Task goal:
Revise the data, starting at the beginning and ending at the line that contains "[401,239,432,270]", by replacing "object localization system" with "object detection system" and leaving everything else unchanged, then give those lines in full.
__________
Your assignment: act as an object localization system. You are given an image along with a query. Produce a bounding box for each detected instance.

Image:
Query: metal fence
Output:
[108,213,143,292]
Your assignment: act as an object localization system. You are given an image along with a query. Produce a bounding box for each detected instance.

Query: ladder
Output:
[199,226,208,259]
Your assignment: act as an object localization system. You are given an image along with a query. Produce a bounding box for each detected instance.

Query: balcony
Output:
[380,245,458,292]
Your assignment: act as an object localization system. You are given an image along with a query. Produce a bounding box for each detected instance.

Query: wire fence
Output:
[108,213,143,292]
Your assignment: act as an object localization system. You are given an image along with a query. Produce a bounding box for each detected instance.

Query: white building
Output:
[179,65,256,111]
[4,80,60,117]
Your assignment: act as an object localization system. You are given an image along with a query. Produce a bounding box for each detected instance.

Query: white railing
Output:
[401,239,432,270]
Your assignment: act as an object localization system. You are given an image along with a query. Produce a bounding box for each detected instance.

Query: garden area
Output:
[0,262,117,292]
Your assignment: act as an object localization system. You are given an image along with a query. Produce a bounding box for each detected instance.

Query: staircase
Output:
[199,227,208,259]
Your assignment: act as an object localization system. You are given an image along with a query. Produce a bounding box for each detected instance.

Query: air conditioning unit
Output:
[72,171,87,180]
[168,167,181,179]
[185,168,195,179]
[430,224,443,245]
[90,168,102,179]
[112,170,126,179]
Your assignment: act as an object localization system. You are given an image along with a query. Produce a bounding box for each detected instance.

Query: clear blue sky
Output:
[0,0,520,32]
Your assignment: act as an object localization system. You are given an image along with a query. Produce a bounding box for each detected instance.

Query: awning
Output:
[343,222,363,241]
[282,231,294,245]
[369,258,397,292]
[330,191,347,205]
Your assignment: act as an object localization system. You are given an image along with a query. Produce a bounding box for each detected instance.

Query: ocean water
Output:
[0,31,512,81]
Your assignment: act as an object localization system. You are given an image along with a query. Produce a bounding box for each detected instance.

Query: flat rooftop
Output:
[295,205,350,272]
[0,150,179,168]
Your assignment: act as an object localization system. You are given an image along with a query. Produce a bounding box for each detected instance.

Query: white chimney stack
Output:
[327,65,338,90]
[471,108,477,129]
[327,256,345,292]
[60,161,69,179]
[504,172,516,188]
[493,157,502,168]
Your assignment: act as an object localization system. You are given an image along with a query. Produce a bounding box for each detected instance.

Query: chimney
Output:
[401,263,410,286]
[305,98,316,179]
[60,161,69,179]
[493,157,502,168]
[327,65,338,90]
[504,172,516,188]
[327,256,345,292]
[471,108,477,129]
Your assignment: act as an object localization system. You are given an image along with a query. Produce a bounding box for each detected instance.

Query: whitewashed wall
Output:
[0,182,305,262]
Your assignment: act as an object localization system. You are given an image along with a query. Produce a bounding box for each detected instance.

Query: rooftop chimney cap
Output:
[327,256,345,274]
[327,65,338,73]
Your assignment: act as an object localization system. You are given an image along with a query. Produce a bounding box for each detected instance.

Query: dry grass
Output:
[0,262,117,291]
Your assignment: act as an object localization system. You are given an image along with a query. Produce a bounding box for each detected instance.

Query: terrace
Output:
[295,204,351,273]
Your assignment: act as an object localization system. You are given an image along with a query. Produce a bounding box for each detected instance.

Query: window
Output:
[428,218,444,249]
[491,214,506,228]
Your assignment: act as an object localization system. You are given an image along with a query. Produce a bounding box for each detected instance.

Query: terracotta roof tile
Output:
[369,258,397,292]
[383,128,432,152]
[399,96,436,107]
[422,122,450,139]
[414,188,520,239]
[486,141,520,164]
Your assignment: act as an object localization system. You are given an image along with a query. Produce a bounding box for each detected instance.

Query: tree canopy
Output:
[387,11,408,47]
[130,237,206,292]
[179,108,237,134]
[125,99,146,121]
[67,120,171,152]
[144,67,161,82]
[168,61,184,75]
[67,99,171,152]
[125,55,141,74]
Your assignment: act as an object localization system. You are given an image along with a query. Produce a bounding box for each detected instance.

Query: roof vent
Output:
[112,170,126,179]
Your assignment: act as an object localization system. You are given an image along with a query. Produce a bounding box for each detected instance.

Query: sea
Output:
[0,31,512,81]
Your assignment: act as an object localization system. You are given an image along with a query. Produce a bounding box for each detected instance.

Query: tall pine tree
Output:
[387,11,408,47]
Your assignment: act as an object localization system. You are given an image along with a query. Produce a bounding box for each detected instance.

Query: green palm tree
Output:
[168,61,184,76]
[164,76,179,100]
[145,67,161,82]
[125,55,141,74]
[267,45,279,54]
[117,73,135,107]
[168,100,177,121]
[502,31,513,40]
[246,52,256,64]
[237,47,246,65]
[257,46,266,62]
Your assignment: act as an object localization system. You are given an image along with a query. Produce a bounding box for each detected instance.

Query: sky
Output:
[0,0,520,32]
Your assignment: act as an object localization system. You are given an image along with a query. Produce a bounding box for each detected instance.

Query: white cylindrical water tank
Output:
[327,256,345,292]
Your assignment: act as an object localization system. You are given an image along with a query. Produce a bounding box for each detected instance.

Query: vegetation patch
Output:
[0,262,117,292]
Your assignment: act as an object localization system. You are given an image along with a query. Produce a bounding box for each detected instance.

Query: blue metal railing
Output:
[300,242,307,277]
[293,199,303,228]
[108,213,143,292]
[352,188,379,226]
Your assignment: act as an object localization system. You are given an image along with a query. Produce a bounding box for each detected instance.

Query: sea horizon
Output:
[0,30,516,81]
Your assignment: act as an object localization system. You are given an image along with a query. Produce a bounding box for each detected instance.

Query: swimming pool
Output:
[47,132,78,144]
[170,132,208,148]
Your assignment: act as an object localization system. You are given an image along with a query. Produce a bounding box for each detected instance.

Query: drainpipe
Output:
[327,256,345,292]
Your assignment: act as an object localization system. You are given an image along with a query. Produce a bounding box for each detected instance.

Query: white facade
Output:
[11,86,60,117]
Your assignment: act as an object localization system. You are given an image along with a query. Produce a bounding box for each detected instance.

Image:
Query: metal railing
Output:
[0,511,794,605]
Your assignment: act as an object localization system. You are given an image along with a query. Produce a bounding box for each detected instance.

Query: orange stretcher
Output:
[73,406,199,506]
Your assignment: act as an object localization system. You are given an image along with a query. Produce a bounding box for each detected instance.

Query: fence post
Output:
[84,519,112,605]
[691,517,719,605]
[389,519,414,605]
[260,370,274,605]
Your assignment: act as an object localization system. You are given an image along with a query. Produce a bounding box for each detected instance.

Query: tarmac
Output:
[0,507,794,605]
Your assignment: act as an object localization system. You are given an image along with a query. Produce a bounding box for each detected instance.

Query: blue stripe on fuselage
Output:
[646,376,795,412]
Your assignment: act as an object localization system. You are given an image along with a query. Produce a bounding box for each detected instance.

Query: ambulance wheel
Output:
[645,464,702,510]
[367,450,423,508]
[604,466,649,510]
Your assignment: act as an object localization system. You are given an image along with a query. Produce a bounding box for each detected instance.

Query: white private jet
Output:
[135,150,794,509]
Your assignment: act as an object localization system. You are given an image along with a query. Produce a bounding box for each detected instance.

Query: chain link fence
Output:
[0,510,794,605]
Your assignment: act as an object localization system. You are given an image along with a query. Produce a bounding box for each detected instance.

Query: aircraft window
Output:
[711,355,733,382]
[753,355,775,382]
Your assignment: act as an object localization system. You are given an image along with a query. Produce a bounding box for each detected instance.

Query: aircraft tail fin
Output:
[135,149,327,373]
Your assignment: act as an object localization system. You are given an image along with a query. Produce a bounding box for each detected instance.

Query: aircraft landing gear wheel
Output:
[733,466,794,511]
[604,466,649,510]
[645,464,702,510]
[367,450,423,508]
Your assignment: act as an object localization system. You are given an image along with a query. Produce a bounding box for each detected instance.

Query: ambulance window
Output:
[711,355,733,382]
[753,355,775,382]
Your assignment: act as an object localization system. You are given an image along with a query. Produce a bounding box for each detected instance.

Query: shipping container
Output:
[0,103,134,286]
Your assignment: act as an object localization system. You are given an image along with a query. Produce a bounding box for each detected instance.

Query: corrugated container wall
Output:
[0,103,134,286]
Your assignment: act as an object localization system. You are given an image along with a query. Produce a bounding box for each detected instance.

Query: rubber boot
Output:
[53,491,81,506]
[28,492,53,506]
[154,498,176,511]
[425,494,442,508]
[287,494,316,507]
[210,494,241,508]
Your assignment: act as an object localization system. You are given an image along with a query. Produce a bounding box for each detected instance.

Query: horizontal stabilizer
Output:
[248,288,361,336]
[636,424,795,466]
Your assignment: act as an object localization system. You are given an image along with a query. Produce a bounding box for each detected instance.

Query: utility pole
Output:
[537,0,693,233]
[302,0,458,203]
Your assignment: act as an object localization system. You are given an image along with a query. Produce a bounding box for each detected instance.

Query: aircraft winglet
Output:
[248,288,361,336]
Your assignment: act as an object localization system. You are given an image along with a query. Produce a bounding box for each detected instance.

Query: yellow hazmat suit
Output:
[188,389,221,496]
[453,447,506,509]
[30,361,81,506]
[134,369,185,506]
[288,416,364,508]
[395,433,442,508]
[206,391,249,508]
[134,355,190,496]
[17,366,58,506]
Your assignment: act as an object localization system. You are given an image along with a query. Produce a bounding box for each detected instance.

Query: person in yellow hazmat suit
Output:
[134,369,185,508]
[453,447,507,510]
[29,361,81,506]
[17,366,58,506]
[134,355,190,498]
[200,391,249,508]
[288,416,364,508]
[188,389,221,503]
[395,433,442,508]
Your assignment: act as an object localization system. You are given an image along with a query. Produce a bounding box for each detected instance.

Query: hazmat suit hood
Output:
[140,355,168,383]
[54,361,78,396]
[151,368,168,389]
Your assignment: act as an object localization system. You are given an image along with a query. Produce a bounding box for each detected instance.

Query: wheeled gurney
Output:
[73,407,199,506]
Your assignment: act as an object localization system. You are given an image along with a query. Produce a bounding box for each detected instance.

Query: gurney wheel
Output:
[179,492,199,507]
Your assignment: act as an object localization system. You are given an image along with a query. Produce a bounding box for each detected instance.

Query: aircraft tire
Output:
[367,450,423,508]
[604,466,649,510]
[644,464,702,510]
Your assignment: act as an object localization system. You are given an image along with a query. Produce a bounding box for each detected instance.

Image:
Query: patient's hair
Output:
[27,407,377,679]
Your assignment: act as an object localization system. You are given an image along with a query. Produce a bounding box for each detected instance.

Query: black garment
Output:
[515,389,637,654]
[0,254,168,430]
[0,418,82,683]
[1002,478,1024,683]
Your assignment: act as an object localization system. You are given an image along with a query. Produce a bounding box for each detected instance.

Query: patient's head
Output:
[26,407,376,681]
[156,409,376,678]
__________
Exercise output:
Your assignment: act as an object detection system. You are given an image along with a query. Produce a bounding box for each detected instance.

Image:
Query: metal fence
Output:
[108,213,143,292]
Your assignment: act as an object detection system. You are given an image along with a query. Produce a bounding box for each detected instance.

Query: ladder
Output:
[199,226,208,259]
Your assignment: act as an object detection system. You are given an image along with a query. Produce a bounding box for each detected instance.

Query: balcony
Output:
[380,245,458,292]
Your assignment: act as an object detection system. You are given an image along with a query. Produce a bounding box for each detected instance.

Query: wire fence
Output:
[108,213,143,292]
Your assignment: act as an object detection system. You are given an image along with a query. Produce a bounding box for each detected instance.

Query: white building
Output:
[179,65,256,111]
[4,80,60,117]
Your assignment: act as an object detection system. You are given an image along with a query. Produce a bounding box for each detected instance.

Query: white railing
Output:
[401,239,432,270]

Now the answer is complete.